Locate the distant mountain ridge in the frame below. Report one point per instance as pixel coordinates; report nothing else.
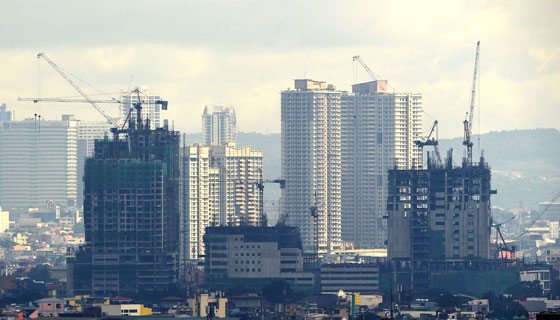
(525, 163)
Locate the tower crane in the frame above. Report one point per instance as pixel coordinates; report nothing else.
(467, 124)
(431, 141)
(504, 247)
(368, 70)
(60, 71)
(93, 102)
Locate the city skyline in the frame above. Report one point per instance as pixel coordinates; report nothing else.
(193, 65)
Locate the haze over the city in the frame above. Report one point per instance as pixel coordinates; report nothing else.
(242, 54)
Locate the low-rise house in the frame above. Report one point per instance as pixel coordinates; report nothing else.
(204, 305)
(48, 307)
(125, 310)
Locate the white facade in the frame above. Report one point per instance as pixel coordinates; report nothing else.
(378, 133)
(311, 155)
(218, 127)
(39, 163)
(4, 220)
(150, 109)
(542, 276)
(220, 187)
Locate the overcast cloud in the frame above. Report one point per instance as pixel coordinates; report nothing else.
(243, 53)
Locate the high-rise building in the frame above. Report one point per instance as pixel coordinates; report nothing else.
(4, 220)
(38, 162)
(6, 115)
(378, 133)
(439, 213)
(218, 127)
(311, 155)
(151, 109)
(88, 132)
(131, 215)
(221, 186)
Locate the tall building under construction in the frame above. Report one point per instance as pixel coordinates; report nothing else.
(439, 214)
(131, 214)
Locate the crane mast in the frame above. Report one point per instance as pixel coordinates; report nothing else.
(469, 117)
(60, 71)
(368, 70)
(431, 141)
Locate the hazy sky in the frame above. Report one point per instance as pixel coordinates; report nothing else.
(243, 53)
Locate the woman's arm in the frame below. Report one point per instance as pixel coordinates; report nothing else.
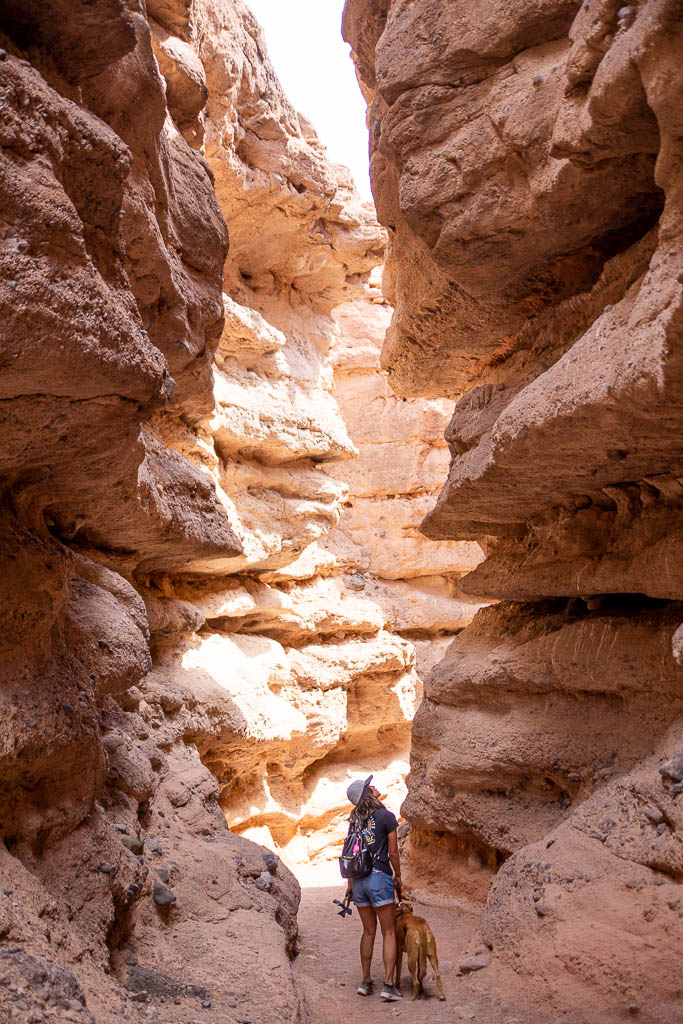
(393, 856)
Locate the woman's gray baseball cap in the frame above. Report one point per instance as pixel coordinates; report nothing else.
(357, 787)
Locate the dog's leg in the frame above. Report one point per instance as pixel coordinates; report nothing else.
(414, 968)
(433, 958)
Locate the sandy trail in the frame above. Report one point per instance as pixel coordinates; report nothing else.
(328, 968)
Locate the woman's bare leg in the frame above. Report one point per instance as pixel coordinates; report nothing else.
(369, 921)
(387, 919)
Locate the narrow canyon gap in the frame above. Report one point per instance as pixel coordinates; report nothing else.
(218, 601)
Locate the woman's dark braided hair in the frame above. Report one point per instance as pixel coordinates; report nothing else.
(363, 810)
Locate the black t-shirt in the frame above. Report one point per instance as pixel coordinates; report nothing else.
(376, 835)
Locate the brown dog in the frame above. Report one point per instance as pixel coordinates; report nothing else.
(414, 937)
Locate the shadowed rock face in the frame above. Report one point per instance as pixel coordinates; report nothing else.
(207, 613)
(525, 161)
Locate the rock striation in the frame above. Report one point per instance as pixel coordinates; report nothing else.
(208, 613)
(526, 165)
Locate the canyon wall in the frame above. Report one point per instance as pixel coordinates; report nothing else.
(526, 164)
(216, 602)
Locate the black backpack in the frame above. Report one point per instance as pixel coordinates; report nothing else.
(356, 859)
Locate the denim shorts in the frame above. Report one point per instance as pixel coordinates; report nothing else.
(375, 890)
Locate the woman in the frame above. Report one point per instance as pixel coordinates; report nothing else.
(374, 894)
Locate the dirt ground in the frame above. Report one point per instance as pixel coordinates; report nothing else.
(328, 968)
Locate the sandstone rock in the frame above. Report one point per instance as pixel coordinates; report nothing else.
(562, 353)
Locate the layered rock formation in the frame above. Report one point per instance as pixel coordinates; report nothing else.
(526, 164)
(190, 631)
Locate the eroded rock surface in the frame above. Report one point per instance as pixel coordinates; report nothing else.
(207, 613)
(526, 163)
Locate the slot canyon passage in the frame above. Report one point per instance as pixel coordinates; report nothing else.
(250, 550)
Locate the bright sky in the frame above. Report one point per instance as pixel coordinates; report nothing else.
(312, 61)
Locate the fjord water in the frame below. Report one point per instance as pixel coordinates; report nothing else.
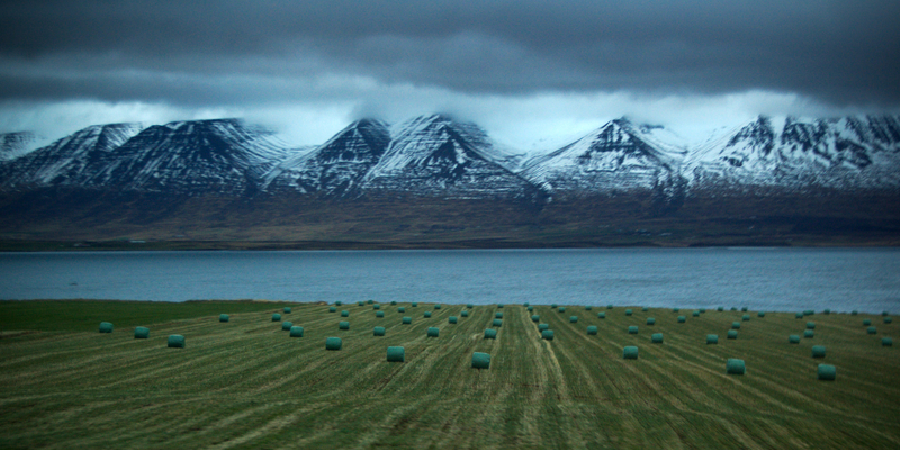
(773, 279)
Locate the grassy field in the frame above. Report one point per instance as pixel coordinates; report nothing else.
(247, 384)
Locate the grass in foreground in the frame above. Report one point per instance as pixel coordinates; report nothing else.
(246, 384)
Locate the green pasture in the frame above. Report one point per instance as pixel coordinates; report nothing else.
(248, 384)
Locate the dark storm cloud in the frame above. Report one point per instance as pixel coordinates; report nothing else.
(835, 51)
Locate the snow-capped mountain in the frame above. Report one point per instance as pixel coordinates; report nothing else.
(849, 153)
(616, 156)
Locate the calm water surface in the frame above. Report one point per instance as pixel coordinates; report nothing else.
(779, 279)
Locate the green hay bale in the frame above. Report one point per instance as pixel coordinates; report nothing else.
(176, 341)
(396, 353)
(827, 372)
(818, 351)
(481, 360)
(735, 367)
(333, 344)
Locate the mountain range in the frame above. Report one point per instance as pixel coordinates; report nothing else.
(441, 157)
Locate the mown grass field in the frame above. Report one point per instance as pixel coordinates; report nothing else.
(247, 384)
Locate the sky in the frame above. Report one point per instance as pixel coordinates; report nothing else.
(529, 72)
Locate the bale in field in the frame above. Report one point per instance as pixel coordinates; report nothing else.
(333, 343)
(396, 354)
(735, 367)
(481, 360)
(818, 351)
(176, 341)
(827, 372)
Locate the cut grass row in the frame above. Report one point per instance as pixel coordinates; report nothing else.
(246, 384)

────────────────

* **STATED TASK**:
Rewrite all the records above, replacing "pixel coordinates" with "image coordinates" and changing nothing else. Leave the pictures out.

* **EXPECTED OUTPUT**:
Locate the distant mountain ridge in the frame below. Report one point per instance as image coordinates; report nothing else.
(525, 163)
Locate the tower crane in the frame above. Report one point per instance as image coordinates; report nothing else.
(467, 124)
(431, 141)
(504, 247)
(368, 70)
(60, 71)
(93, 102)
Locate the city skyline in the frame above. Report one point per instance as image coordinates; report nothing else.
(193, 65)
Locate the haze over the city in the frame above. Report one point per instance as image coordinates; report nothing else.
(242, 54)
Locate the low-rise house in the frame above. Report one point per instance as image coordinates; report nothing else.
(204, 305)
(48, 307)
(125, 310)
Locate the white facade in the frame above. Report one point per instance as image coordinates; report nothing else.
(378, 133)
(311, 155)
(218, 127)
(39, 163)
(4, 220)
(150, 109)
(542, 276)
(220, 187)
Locate the overcast cloud in the frame above. Report one point per instance as image coordinates; report nothing else.
(243, 53)
Locate the high-rise building in the frame above. Report one point per instance as image coordinates; report nothing else.
(4, 220)
(38, 162)
(6, 115)
(378, 133)
(439, 213)
(218, 127)
(311, 155)
(151, 109)
(88, 132)
(131, 215)
(221, 186)
Locate the tall building under construction in the frame above. Report one point per instance as image coordinates; report nothing else.
(439, 214)
(131, 214)
Locate the crane mast in the frame above. Report one point per instance as image coordinates; report nothing else.
(469, 117)
(60, 71)
(368, 70)
(431, 141)
Locate the hazy sky in the frame above. Report one point per instance as image coordinates; report nothing else.
(243, 53)
Locate the woman's arm in the frame below. Report one point per instance as image coordinates; report nothing else.
(393, 856)
Locate the woman's gray baseball cap in the frame above. Report one point per instance as image coordinates; report nothing else.
(357, 787)
Locate the dog's leg in the frame above. Report one point per instance as image coordinates; report nothing else.
(414, 968)
(433, 958)
Locate the sandy trail in the frame above. Report one point per instance as image coordinates; report nothing else.
(328, 968)
Locate the woman's bare leg in the frame above. Report one point per instance as image coordinates; report nothing else.
(369, 921)
(387, 919)
Locate the narrow canyon gap in the frame above. Report one point per instance as image coordinates; report nothing else.
(218, 601)
Locate the woman's dark braided hair in the frame above. Report one point per instance as image coordinates; report nothing else.
(363, 810)
Locate the black t-shirt in the frame above. Report one point per instance as image coordinates; report nothing else.
(376, 835)
Locate the brown dog in the frame above. Report one point per instance as image coordinates; report nothing else.
(414, 937)
Locate the shadowed rock face in the frame above. Report one point per instance as image coordinates; report nothing else.
(207, 613)
(525, 161)
Locate the rock striation in the frame above. Report one point per instance as image coordinates; report nothing else.
(208, 613)
(526, 165)
Locate the canyon wall in the frame above. Report one point per instance as image coordinates; report nothing else.
(526, 164)
(216, 602)
Locate the black backpack in the frame above. Report one point per instance as image coordinates; report nothing else.
(356, 859)
Locate the denim shorts in the frame above. Report one point per instance as image coordinates; report nothing else.
(375, 890)
Locate the woman in the frame above. Report one point per instance as image coordinates; report nothing else.
(374, 894)
Locate the dirt ground in the frame above. Report one point per instance as image coordinates; report nothing else.
(328, 968)
Locate the sandstone rock in the frame above. Report one point per instance as image coordinates; report nothing else.
(562, 353)
Locate the layered rock formation in the frame above. Report one point per instance as image coordinates; report nothing else.
(526, 164)
(190, 631)
Locate the eroded rock surface in the frame above. Report one point per instance as image coordinates; report nothing else.
(207, 613)
(526, 163)
Locate the slot canyon passage in the frame above. Report one point per instance as image coordinates; report nothing else.
(250, 550)
Locate the bright sky in the frame above. Report one point per instance as image coordinates; report nothing else.
(312, 61)
Locate the fjord water in the frame below. Report one point per instance as image coordinates; report nothing else.
(773, 279)
Locate the grassy field in the frame above. Report one point per instance as image coordinates; report nothing else.
(247, 384)
Locate the grass in foreground in the frame above. Report one point per instance as image coordinates; report nothing else.
(246, 384)
Locate the green pasture in the frame above. Report one point per instance as image coordinates; report nothing else.
(248, 384)
Locate the dark storm cloud in the frame above. Report one point per instance as image coordinates; report nothing else.
(835, 51)
Locate the snow-capped mountain in the frame above. Report one point per instance as image coordinates; report nothing else.
(849, 153)
(616, 156)
Locate the calm water surface in the frame above. Report one point per instance as image coordinates; report nothing else.
(779, 279)
Locate the green hay bale in the frame above. Report one point per instance as image coordinates; report nothing else.
(176, 341)
(396, 353)
(827, 372)
(818, 351)
(481, 360)
(735, 367)
(333, 344)
Locate the mountain range in the frame above. Report one point per instance as image coordinates; report nothing else.
(441, 157)
Locate the mown grass field in the frame above. Report one point per instance as image coordinates; report nothing else.
(247, 384)
Locate the sky in the frame above. Report one point per instance as image coordinates; report nothing else.
(529, 72)
Locate the bale in field in the frame above. Report one point per instance as image coordinates; report nothing else.
(333, 343)
(396, 354)
(735, 367)
(481, 360)
(818, 351)
(176, 341)
(827, 372)
Locate the cut grass row in the frame above. Report one point per instance as image coordinates; report nothing else.
(246, 384)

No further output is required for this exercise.